** BEGIN Data to process **
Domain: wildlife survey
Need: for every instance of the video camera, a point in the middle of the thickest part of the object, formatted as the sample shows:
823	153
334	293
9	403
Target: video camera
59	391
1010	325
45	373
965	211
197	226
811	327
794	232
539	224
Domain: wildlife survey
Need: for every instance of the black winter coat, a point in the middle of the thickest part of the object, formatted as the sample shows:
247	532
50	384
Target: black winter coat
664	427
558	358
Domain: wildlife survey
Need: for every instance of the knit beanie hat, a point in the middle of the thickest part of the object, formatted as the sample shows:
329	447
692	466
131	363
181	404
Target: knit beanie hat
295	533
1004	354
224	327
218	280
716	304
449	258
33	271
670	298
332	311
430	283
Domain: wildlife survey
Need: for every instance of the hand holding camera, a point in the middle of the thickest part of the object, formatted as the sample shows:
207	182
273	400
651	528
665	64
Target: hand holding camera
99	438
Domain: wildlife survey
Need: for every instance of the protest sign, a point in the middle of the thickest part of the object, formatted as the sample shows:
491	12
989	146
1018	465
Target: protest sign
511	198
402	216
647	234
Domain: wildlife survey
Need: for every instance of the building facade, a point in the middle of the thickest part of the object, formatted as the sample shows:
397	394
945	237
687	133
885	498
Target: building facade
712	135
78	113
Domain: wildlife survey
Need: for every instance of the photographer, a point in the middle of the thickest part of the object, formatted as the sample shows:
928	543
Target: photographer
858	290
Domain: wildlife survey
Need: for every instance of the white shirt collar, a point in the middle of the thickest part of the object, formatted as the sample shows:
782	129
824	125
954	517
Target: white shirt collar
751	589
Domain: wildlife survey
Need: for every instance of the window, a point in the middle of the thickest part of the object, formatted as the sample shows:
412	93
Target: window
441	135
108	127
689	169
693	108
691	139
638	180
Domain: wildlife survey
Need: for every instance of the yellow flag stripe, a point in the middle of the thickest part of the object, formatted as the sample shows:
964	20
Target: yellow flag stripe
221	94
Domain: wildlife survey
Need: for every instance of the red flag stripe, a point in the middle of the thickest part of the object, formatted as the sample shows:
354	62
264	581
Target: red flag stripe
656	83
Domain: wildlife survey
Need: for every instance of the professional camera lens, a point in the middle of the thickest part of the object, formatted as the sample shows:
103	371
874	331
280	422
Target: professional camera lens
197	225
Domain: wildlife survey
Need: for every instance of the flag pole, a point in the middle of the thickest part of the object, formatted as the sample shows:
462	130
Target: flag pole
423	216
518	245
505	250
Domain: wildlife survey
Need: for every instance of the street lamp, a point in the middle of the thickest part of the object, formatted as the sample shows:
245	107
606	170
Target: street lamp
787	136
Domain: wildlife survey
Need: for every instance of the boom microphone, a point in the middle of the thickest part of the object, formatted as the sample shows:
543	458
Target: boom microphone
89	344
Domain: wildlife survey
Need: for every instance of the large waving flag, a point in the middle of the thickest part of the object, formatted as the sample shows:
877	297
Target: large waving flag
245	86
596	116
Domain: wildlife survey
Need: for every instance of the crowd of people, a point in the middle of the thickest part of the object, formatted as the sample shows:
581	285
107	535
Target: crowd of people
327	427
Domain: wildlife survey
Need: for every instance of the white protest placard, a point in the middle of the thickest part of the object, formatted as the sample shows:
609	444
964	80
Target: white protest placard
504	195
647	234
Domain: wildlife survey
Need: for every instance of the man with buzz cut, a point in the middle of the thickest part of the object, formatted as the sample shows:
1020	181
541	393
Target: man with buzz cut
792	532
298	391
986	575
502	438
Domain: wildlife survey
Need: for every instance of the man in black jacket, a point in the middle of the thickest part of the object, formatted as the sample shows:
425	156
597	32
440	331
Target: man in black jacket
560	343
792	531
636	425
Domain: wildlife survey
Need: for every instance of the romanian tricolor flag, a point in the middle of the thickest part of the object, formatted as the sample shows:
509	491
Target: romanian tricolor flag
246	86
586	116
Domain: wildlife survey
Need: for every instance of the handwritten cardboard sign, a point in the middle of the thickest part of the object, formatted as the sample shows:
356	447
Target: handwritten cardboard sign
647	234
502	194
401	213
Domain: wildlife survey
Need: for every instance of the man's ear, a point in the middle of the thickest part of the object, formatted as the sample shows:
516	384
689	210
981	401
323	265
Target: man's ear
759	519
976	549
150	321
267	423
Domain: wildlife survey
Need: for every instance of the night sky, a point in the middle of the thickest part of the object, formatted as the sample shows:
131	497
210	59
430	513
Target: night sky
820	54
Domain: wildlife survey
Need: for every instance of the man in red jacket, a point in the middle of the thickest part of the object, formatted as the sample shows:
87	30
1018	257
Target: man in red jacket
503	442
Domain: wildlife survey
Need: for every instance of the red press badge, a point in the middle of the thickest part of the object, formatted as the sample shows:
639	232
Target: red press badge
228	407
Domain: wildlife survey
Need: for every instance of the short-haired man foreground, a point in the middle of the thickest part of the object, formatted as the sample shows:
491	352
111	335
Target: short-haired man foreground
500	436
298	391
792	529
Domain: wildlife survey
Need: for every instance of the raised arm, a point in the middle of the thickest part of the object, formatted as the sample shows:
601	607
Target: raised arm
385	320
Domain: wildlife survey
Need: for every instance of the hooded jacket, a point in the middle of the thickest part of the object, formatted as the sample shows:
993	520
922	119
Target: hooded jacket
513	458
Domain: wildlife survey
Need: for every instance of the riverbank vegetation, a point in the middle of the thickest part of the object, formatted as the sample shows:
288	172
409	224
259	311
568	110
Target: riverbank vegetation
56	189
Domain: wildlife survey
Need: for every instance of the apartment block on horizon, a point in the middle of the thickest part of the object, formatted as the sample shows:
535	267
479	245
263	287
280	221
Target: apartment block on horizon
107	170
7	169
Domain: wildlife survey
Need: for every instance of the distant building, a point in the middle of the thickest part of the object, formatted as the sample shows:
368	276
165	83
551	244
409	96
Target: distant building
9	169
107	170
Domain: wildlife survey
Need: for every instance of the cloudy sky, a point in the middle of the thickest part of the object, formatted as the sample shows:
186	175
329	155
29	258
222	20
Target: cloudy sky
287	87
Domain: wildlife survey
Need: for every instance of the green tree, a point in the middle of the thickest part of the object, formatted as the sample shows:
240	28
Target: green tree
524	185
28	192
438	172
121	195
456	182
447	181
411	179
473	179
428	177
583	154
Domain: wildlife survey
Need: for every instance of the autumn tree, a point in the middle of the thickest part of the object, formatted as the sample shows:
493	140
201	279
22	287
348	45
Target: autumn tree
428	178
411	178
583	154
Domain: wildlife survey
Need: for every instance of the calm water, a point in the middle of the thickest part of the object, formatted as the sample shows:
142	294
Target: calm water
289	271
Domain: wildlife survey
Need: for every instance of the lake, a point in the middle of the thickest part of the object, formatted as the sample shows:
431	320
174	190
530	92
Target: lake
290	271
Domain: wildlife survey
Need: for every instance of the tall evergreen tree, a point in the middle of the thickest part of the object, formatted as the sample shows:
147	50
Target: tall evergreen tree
** END Data to process **
## Exercise objective
Reproduce the listing above word for word.

## The response
Domain: wildlife survey
Need: for every instance of the video camera, a point in the middle of the thickest part of the object, formatted as the sample shows:
823	153
334	293
9	403
Target: video camera
59	391
1010	325
45	373
965	211
197	226
811	327
794	232
539	224
Domain: wildlife survey
Need: for every instance of the black winter coat, a point in the middle of the thickest part of the object, formatted as the sample shows:
247	532
50	384
Target: black winter coat
664	427
558	358
Domain: wildlife survey
Need: for every instance of the knit beanie hat, a point in the middle of the thickest part of the object, formatted as the sample shows:
329	447
692	466
131	363
181	404
Target: knit beanie hat
295	533
1004	354
224	327
218	280
716	304
449	258
33	271
670	298
332	311
430	283
Domain: wildlife survey
Need: for every instance of the hand holding camera, a point in the middle of the thickest part of the object, formatted as the sample shows:
207	182
273	400
651	528
665	64
Target: hand holding camera
99	438
Domain: wildlife survey
Need: for every instance of the protest sign, a point in the middle of the thickest part of the object, formatted as the sample shows:
491	12
989	146
1018	465
Target: protest sign
511	198
402	216
647	234
Domain: wildlife survey
Need: for every instance of the building facade, a point in the middle of the thickest part of the object, formatted as the sample shows:
397	394
945	237
687	133
885	498
Target: building facade
712	135
78	113
Domain: wildlife survey
Need: for every instance of the photographer, a point in the middle of the thickest part of the object, formatted as the sample shows:
928	543
Target: photographer
858	290
Domain: wildlife survey
Need: for every instance of the white shirt collar, a point in the middle of the thickest part of the object, formatted as the sample shows:
782	129
824	125
954	517
Target: white shirt collar
751	589
Domain: wildlife survey
Need: for every instance of the window, a point in the middle of the thickest part of the object, formatted as the sample shows:
412	93
Target: window
441	135
108	127
689	169
693	108
691	139
638	180
Domain: wildlife survey
Need: for every instance of the yellow flag stripe, a point in the middle of the thickest part of the object, formatted as the sample shows:
964	20
Target: yellow flag stripe
221	94
Domain: wildlife survey
Need: for every instance of the red flag stripe, a point in the middle of the thickest part of the object, formatted as the sample shows:
354	62
264	581
Target: red flag stripe
656	83
Domain: wildlife survey
Need: for every instance of the professional camera lens, a point in the middle of the thickest part of the object, formatted as the sample shows:
103	371
874	331
280	422
Target: professional camera lens
197	225
Domain: wildlife survey
Need: for every instance of the flag pole, a point in the middle of the thickest part of the object, formatted as the sample shows:
462	130
Target: flag pole
423	216
518	245
505	250
Domain: wildlife survey
Need: for every instance of the street lamp, a point in the middle of the thickest part of the object, formatted as the sample shows:
245	107
606	170
Target: street lamp
787	136
Domain: wildlife survey
Need: for every instance of the boom microphone, a point in the middle of the thickest part of the object, formatted as the sample shows:
543	458
Target: boom microphone
89	344
Domain: wildlife survey
Need: for every instance of the large waving flag, a point in the middle of the thickest part of the object, formatted as the sample shows:
877	297
Target: large waving flag
245	86
596	116
Domain: wildlife survey
Need: for every instance of the crowd of people, a point in the middle of the thickest part of the object, formatted as the sample shows:
581	285
107	535
Target: crowd of people
327	427
Domain: wildlife survey
Need: for every instance of the white protest placard, a point in the middle of the thickest part of the object, formatted as the sample shows:
609	444
964	80
Target: white protest placard
504	195
647	234
Domain: wildlife survey
Need: for every instance of the man with buzz cut, a point in the middle of the thickest part of the object, formatted as the sample shows:
1020	181
541	393
Target: man with buzz cut
792	532
298	391
986	575
502	438
Domain: wildlife survey
Need: for every instance of the man in black jacket, a point in the middle of the thickest part of the object, formatted as the sample shows:
425	156
597	32
440	331
Target: man in black jacket
560	343
792	531
636	425
Domain: wildlife survey
Need: for every instance of the romanian tricolor flag, a point in the middle of the thickest part of the object, formatted as the sample shows:
509	491
Target: romanian tricolor flag
246	86
586	116
Domain: wildlife survey
Need: for every instance of the handwritten cardboard sign, a point in the middle of the thickest part of the object, formatted as the sample shows:
356	447
Target: handwritten cardboard sign
647	234
502	194
401	213
Domain: wildlife survey
Need: for every instance of the man's ear, a point in the middle of the thickest part of the object, formatted as the sample shows:
516	384
689	210
981	401
323	265
Target: man's ear
759	519
976	549
150	321
267	423
Domain: wildlife survey
Need: for every instance of the night sky, a point in the middle of the thickest part of the object, formatted as the sample shows:
131	497
210	59
430	513
Target: night sky
820	54
Domain: wildlife survey
Need: for every instance of the man in red jacket, a point in the middle of the thickest part of the object, formatted as the sample shows:
87	30
1018	257
Target: man in red jacket
503	442
Domain: wildlife survey
Need: for every instance of the red press badge, a point in the middle of the thickest part of the object, formatted as the sample shows:
639	232
Target: red press badge
228	407
Domain: wildlife survey
Need: for every instance of the short-haired man foreground, a point in the middle of the thickest part of the object, formatted as the sample shows:
491	352
111	335
Target: short-haired man foreground
500	436
298	391
792	529
Domain: wildlife survey
Need: for every instance of the raised arm, a point in the middle of the thickest part of the object, formatted as the sample shows:
601	607
Target: raised arm
385	320
Domain: wildlife survey
Need: for every instance of the hooded jacket, a point in the middle of the thickest part of the object, formatted as the sample shows:
993	520
922	119
Target: hooded jacket
513	458
Domain: wildlife survey
Need: for every instance of the riverbank vegetation, a point in the middle of the thickest part of the object, formatted as the sample shows:
288	172
409	224
259	311
568	110
Target: riverbank vegetation
56	189
Domain: wildlife survey
Need: for every instance of the apartment block on horizon, a point in the middle of the thickest part of the object, formatted as the sample shows:
535	267
479	245
263	287
280	221
Target: apartment block on horizon
107	170
7	169
Domain: wildlife survey
Need: for every instance of the distant building, a point in the middle of the thickest part of the object, formatted as the sample shows:
368	276
165	83
551	244
409	96
Target: distant building
9	169
107	170
Domain: wildlife survey
Need: for every instance of the cloudy sky, a point in the middle of the thickest part of the object, formatted as the sample shows:
186	175
329	155
29	258
222	20
Target: cloudy sky
287	87
Domain: wildlife survey
Need: for every instance of the green tree, a point in the middle of the thickest part of the object, formatted as the sample shows:
240	28
Target: green tree
524	185
28	192
438	172
121	195
456	182
447	181
411	179
473	179
428	177
583	154
Domain: wildlife survey
Need: for every instance of the autumn tree, a point in the middle of the thickest part of the object, formatted as the sample shows:
493	140
201	279
22	287
348	45
Target: autumn tree
428	178
411	178
583	154
Domain: wildlife survey
Need: for every instance of the calm water, a point in the middle of the thickest part of the object, formatted as the sample shows:
142	294
Target: calm water
289	271
Domain: wildlife survey
Need: for every instance of the lake, a point in the middle of the thickest part of the object, formatted as the sample shows:
431	320
174	190
530	92
Target: lake
290	271
Domain: wildlife survey
Need: for every instance of the tall evergreen tree, a point in the middle of the thickest part of the object, formatted as the sample shows:
147	50
Target: tall evergreen tree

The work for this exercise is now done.